_読む文章_.
------------------------------
戦時教育令(原文)

Pocket
LINEで送る

 戦時教育令は、敗戦の色が濃くなってきた1945(昭和20)年5月、同年3月に閣議決定されていた「決戦教育措置要綱」を実施するために布告された勅令です。学徒を、食糧増産、軍需生産、防空防衛、重要研究等、喫緊に必要とされる重要業務に就かせるとともに、戦時に必要な教育訓練を行うため、学校ごとに教職員と学徒によって学徒隊を組織することを定めました。

💡 関連ページ ➡ 戦前の教育(2)軍国主義の中の教育-教育勅語以降から敗戦まで(1890‐1945)
------------------------------
_記録一覧_.
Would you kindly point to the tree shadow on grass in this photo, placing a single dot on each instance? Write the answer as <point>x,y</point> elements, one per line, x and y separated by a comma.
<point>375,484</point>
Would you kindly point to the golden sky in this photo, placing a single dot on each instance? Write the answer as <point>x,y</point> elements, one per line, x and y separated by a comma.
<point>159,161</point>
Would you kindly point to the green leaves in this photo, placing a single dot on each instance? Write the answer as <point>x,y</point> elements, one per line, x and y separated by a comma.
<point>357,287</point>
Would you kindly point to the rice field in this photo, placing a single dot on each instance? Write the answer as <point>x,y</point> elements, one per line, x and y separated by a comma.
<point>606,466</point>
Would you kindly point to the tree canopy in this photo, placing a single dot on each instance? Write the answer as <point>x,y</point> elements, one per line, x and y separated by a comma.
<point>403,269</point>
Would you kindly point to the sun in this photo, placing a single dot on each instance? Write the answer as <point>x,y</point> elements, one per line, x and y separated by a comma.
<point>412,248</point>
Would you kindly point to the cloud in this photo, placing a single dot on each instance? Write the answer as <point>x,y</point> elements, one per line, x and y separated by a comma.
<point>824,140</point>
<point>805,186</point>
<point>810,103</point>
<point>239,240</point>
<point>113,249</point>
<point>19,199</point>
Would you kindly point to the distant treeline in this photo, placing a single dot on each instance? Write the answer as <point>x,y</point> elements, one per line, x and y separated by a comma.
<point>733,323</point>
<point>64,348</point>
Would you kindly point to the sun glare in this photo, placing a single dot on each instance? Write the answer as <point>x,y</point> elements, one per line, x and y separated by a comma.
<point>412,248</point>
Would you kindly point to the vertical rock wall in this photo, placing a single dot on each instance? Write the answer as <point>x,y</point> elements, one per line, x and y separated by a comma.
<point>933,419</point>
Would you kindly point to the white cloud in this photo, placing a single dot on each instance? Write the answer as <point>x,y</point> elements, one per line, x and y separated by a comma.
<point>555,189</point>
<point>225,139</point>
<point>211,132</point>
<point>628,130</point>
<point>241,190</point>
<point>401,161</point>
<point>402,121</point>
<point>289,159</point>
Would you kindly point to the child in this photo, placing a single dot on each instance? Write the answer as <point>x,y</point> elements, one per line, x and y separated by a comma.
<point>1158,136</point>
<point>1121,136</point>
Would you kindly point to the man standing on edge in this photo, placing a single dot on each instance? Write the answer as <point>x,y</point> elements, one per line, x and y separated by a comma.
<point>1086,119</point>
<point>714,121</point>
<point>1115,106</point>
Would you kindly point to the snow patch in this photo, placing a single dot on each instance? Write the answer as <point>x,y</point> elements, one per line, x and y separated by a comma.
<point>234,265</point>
------------------------------
_やること_. 「読む文章」の中身を2文にまとめてください。

_答え_. 戦時教育令は、敗戦の色が濃くなってきた1945(昭和20)年5月に、同年3月に閣議決定された「決戦教育措置要綱」を実施するために布告された勅令です。学徒を食糧増産、軍需生産、防空防衛、重要研究などの急いで必要とされる重要業務に就かせ、戦時に必要な教育訓練を行うため、学校ごとに教職員と学徒で学徒隊を組織することを定めました。